* Start DATA SUPPLIED *

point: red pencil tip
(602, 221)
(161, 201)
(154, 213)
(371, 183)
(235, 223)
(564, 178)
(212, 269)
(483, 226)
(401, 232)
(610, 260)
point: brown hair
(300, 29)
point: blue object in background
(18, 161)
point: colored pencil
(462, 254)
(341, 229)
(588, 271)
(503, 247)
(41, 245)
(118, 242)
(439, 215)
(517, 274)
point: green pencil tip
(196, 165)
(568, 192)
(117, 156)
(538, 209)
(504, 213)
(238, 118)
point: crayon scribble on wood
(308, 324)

* End DATA SUPPLIED *
* Start DATA SUPPLIED *

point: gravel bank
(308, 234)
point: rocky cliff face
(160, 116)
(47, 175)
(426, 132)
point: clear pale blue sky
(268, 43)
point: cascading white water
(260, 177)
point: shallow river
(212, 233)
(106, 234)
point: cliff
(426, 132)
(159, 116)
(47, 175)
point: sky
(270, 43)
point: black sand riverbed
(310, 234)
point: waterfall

* End DATA SUPPLIED *
* Start DATA SUPPLIED *

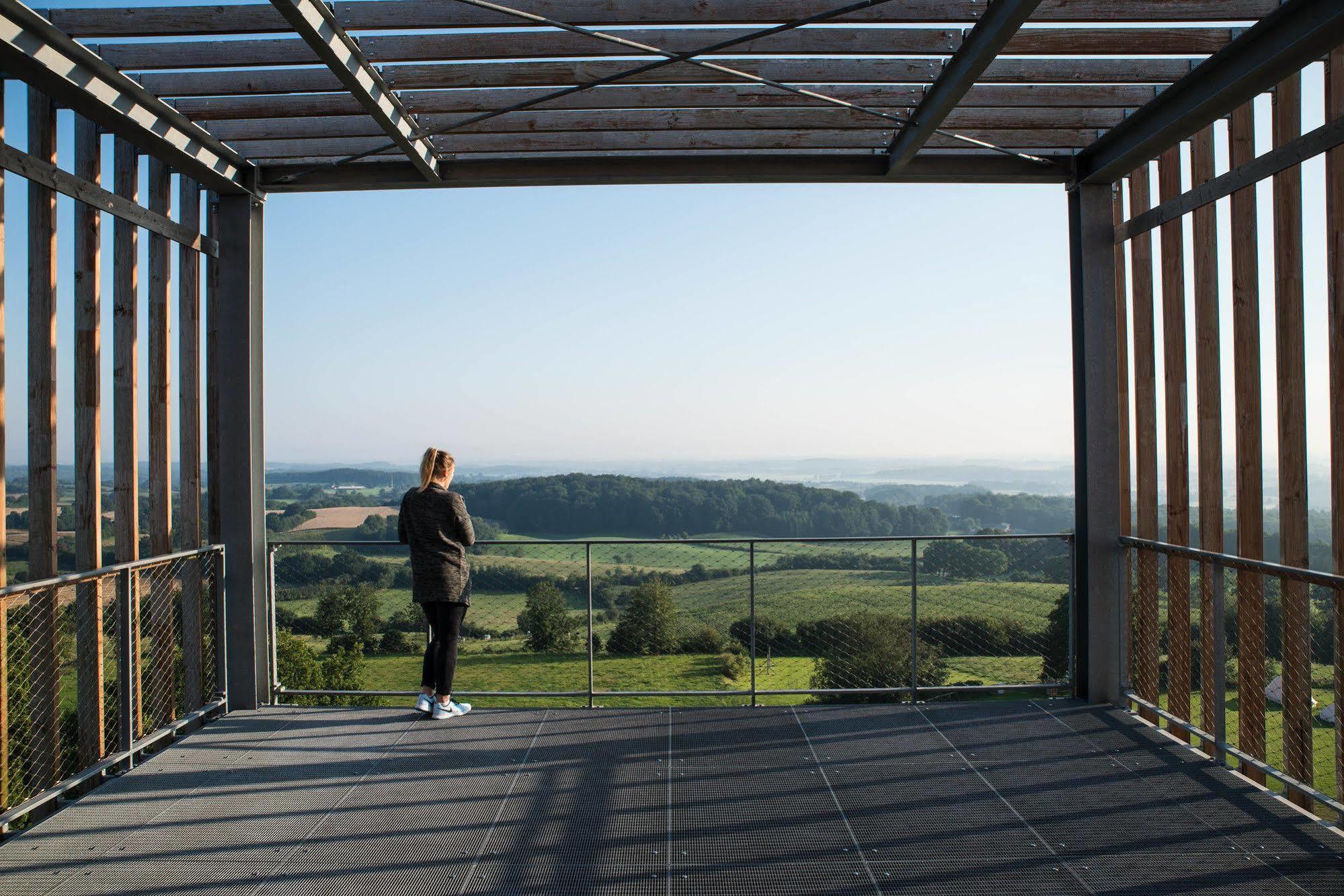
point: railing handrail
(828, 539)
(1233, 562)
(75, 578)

* End DATA SUPPLIED *

_WRITTEN INSTRUCTION:_ Copy out each line from the entries above that contains the word "pencil".

_ANSWER TO THIS PROBLEM:_
point: red pencil tip
point: colored pencil
point: green pencil tip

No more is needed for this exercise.